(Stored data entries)
◇ ◇ ◇ ◇ ◇

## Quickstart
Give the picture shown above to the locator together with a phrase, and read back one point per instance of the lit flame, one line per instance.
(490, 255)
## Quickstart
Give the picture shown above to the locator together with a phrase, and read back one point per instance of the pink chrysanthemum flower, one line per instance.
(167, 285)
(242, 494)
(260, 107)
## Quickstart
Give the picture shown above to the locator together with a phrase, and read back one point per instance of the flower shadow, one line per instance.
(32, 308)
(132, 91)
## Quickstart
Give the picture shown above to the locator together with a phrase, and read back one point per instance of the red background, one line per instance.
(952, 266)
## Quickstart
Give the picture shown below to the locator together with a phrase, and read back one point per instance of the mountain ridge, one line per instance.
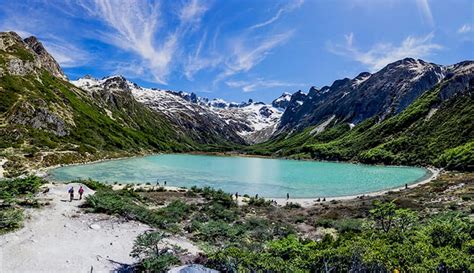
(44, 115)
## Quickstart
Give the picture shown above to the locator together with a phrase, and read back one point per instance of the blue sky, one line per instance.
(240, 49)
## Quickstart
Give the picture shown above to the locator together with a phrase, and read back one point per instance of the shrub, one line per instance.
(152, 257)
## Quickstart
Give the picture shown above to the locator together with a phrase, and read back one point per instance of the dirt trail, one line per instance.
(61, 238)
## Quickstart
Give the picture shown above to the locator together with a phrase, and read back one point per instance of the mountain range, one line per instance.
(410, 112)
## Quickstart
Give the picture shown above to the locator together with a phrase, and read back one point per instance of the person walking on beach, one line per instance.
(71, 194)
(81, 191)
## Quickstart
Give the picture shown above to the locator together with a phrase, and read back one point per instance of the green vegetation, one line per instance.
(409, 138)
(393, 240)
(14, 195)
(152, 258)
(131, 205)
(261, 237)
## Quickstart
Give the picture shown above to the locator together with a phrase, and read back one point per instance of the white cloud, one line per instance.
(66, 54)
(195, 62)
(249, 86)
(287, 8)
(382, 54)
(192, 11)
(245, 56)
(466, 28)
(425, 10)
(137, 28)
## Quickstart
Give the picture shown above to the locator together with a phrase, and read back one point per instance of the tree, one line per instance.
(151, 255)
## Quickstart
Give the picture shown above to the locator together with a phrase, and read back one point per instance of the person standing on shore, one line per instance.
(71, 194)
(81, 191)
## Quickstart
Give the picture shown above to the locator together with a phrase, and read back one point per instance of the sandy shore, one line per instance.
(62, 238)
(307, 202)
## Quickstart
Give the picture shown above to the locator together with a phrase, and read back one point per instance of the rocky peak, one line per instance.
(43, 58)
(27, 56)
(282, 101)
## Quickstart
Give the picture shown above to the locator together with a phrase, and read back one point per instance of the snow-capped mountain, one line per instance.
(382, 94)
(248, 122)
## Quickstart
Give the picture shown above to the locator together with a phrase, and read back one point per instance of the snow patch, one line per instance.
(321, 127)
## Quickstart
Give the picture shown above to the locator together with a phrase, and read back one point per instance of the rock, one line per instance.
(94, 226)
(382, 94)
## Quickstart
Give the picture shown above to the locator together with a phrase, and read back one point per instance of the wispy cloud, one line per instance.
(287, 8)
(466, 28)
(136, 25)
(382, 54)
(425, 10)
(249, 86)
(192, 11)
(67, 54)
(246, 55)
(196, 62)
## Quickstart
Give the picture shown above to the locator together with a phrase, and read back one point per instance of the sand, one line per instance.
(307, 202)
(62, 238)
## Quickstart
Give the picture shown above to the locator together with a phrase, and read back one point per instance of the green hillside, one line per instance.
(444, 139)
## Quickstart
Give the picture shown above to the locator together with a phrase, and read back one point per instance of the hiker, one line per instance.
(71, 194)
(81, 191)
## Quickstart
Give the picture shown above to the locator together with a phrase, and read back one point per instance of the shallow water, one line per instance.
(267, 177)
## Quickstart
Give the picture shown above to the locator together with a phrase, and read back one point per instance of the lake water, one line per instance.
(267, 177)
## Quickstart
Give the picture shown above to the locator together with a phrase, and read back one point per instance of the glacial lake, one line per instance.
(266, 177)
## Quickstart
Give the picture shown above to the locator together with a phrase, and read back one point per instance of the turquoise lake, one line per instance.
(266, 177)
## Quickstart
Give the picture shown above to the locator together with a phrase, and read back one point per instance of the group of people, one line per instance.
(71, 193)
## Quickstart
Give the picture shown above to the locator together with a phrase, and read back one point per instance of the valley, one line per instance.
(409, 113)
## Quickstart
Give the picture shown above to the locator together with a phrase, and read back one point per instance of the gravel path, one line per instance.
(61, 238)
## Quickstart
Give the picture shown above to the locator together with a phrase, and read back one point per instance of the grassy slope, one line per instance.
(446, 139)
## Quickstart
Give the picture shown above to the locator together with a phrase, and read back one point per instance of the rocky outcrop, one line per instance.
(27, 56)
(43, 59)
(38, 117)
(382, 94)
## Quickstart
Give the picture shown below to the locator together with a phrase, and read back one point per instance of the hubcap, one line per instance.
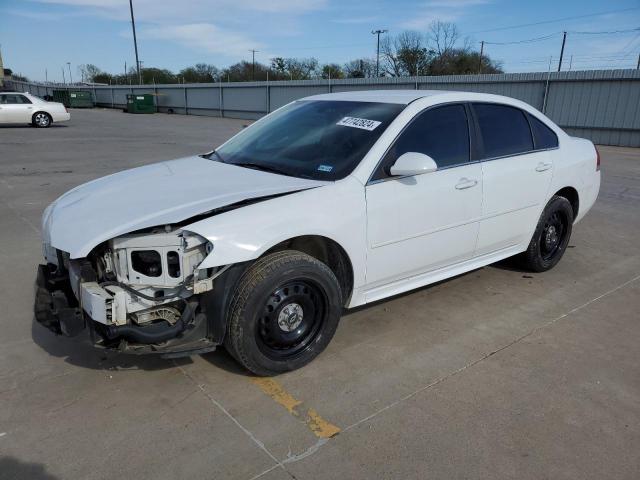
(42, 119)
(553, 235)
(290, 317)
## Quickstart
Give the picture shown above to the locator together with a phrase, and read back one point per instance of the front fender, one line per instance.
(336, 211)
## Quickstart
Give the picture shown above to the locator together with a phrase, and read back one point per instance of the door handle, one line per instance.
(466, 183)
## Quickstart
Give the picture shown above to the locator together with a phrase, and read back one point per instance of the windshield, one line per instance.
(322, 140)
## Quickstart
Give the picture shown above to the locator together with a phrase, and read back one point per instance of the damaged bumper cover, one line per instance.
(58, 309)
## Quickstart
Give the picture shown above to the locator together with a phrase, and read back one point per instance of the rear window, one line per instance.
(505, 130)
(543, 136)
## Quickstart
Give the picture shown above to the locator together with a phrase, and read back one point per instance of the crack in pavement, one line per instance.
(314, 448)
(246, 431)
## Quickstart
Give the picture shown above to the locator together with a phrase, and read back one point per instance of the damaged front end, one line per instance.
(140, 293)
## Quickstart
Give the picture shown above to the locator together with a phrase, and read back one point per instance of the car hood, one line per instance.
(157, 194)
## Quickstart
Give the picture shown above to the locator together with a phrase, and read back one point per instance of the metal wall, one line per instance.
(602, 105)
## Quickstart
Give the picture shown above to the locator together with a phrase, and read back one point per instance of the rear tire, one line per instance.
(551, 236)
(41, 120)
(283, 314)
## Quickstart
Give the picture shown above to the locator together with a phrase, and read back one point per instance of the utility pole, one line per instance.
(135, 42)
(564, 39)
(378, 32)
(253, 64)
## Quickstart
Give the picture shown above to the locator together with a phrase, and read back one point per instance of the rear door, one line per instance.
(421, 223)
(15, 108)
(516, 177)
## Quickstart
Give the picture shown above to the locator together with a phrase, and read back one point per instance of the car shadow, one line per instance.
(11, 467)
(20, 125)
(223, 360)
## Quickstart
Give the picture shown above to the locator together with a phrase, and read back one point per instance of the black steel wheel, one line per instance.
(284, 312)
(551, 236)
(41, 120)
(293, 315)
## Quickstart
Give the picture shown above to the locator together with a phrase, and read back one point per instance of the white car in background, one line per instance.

◇ ◇ ◇ ◇ ◇

- **Exercise**
Would you write out every record word for word, leaving no picture in?

- **Response to this exercise**
## Quickstart
Give the picture shown above to the locator together with a phrase, and read back one point per instance of the lit flame, one line per instance.
(490, 255)
## Quickstart
Give the picture shown above to the locator together with a phrase, and read back one point per instance of the pink chrysanthemum flower, one line per instance.
(167, 285)
(242, 494)
(260, 107)
## Quickstart
Give the picture shown above to the locator together with a phrase, and read back one point per instance of the flower shadow, one line per instance.
(32, 308)
(132, 91)
## Quickstart
Give the picture shown above to the locator together with a phrase, and read back one point per instance of the red background, one line per instance.
(952, 266)
## Quickstart
Give the picture shown below to the locator together with a phrase, and read back one point per instance of the mountain ridge, one line per instance.
(44, 115)
## Quickstart
Give the picture shown above to the locator together with a phrase, and read back one point per instance of the blue sky, one line per instance.
(240, 49)
## Quickstart
Give the picture shown above to the locator together with a phrase, and read back one point per instance of the shrub, one line per instance.
(152, 257)
## Quickstart
Give the picture shown above to the locator together with a phrase, and read back one point per instance of the dirt trail, one line per instance.
(61, 238)
## Quickstart
Give the picture shown above to the locator together with a phrase, and read back one point per instance of the mountain range, one line per instance.
(410, 112)
## Quickstart
Give the picture shown above to the locator together with a phrase, and read back one point per instance of the person walking on beach, one line per instance.
(71, 194)
(81, 191)
## Quickstart
Give the picture shown above to the locator together with a phrase, and read back one point per instance of the green vegetation, one line per instance.
(409, 138)
(393, 240)
(14, 195)
(152, 258)
(131, 205)
(261, 237)
## Quickstart
Give the picture shown above to the locator together with a phrase, and read back one point per instance of the white cloud, one line per instance.
(66, 54)
(195, 62)
(249, 86)
(287, 8)
(382, 54)
(192, 11)
(245, 56)
(466, 28)
(425, 10)
(137, 28)
## Quickstart
Give the picture shown above to the locator together with a phrase, and read back one point per instance of the tree, one line per instance.
(151, 255)
## Quickstart
Give the picture shown above to the locator together with a phrase, and read back one point per instance of the person standing on shore, one line per instance.
(71, 194)
(81, 191)
## Quickstart
Give the picture shown above to the locator together with a phrase, and read back one point per instance of the sandy shore, one line per instance.
(62, 238)
(307, 202)
## Quickstart
Give the picture shown above to the locator together with a phrase, and read back one point per instance of the rocky peak, one line per instance.
(43, 58)
(27, 56)
(282, 101)
## Quickstart
Give the picture shown above to the locator together with a phrase, and read back one point per instance of the snow-capped mountain, one line per instance.
(382, 94)
(248, 122)
## Quickstart
Give the picture shown above to the locator together with a phrase, and read back one point per instance of the snow patch, one line per instance.
(321, 127)
## Quickstart
Give the picture shown above to the locator together with a phrase, and read back one point per instance of the rock, one line per instance.
(94, 226)
(382, 94)
## Quickstart
Give the picture shown above to the locator together with a phrase, and read back one point per instance of the wispy cloud, one line per instance.
(287, 8)
(466, 28)
(136, 25)
(382, 54)
(425, 10)
(249, 86)
(192, 11)
(67, 54)
(246, 55)
(196, 62)
## Quickstart
Give the picture shown above to the locator together with a phrase, and read back one point per instance of the sand, one line per instance.
(307, 202)
(62, 238)
## Quickstart
Give the picture shown above to the locator together with a phrase, and read back one point per instance of the green hillside, one line per instance.
(444, 139)
## Quickstart
Give the picture shown above to the locator together with a phrase, and read back one point per instance of the hiker, one line per instance.
(71, 194)
(81, 191)
## Quickstart
Give the picture shown above to the locator together with a phrase, and read back one point per instance of the shallow water, one line per instance.
(267, 177)
## Quickstart
Give the picture shown above to the locator together with a phrase, and read back one point per instance of the lake water, one line per instance.
(267, 177)
## Quickstart
Give the picture shown above to the locator together with a phrase, and read back one point per instance of the glacial lake, one line per instance.
(266, 177)
## Quickstart
Give the picture shown above to the locator together with a phrase, and read back one point per instance of the turquoise lake, one line per instance.
(266, 177)
## Quickstart
Give the picture shown above to the locator together with a phrase, and read back one point per instance of the group of people, one line per instance.
(71, 193)
## Quickstart
Give the picture shown above to the locator together with a phrase, and read back one point per instance of the valley, one line per instance.
(409, 113)
## Quickstart
Give the picture shown above to the locator together with a phrase, and read back one point per instance of the gravel path, one line per instance.
(61, 238)
## Quickstart
Give the picture shown above to the locator together with a phrase, and read back one point per instance of the grassy slope, one line per instance.
(446, 139)
## Quickstart
Give the picture shown above to the locator together with a phrase, and read back one point per instance of the rocky outcrop, one line per instance.
(27, 56)
(43, 59)
(38, 117)
(382, 94)
## Quickstart
Give the picture shown below to the locator together with a phrase, and read back one point per instance of the hubcap, one line per instance.
(42, 119)
(553, 235)
(290, 317)
## Quickstart
Give the picture shown above to the locator together with a phrase, and read back one point per instance of the front fender, one line per instance.
(336, 211)
## Quickstart
Give the picture shown above to the locator together with a phrase, and read back one point per instance of the door handle, one line per instance.
(466, 183)
## Quickstart
Give the picture shown above to the locator together with a phrase, and read back one point per instance of the windshield, one line per instance.
(322, 140)
## Quickstart
Give the picture shown above to the locator together with a phrase, and read back one point per instance of the damaged bumper cover, one line per instance.
(58, 309)
## Quickstart
Give the picture shown above to the locator together with a phrase, and read back one point per instance of the rear window, one line per instance.
(505, 130)
(543, 136)
## Quickstart
Give the picture shown above to the locator together with a phrase, and read back one point per instance of the crack in pavement, one line per instance.
(314, 448)
(246, 431)
## Quickstart
Give the picture shown above to the locator together with a phrase, and read back one point per instance of the damaged front end, one line per instance.
(140, 293)
## Quickstart
Give the picture shown above to the locator together with a phrase, and read back one point per instance of the car hood, one line per instance.
(157, 194)
## Quickstart
Give the picture shown above to the locator together with a phrase, and read back one point per instance of the metal wall, one line per instance.
(602, 105)
## Quickstart
Give the picture shown above to the locator together with a phrase, and read back one point per instance of the rear tire, one line per instance.
(551, 236)
(41, 120)
(283, 314)
## Quickstart
Give the picture shown above to the locator together with a phrase, and read back one point per instance of the utility pole, one line per instance.
(135, 42)
(564, 39)
(378, 32)
(253, 64)
## Quickstart
Give the picture shown above to the locator together with a phrase, and read back one point per instance of the rear door, one line per instance.
(421, 223)
(15, 108)
(516, 177)
## Quickstart
Give the picture shown above to the locator together with a phrase, and read back one point per instance of the car shadow, one line per instance.
(11, 467)
(20, 125)
(223, 360)
## Quickstart
Give the picture shown above to the locator together with a phrase, and read back one point per instance of the black steel wheel, one line per instance.
(284, 312)
(551, 236)
(41, 120)
(293, 315)
## Quickstart
Give the picture shown above to the locator together with a phrase, and read back one point per instance of the white car in background, one line per instance.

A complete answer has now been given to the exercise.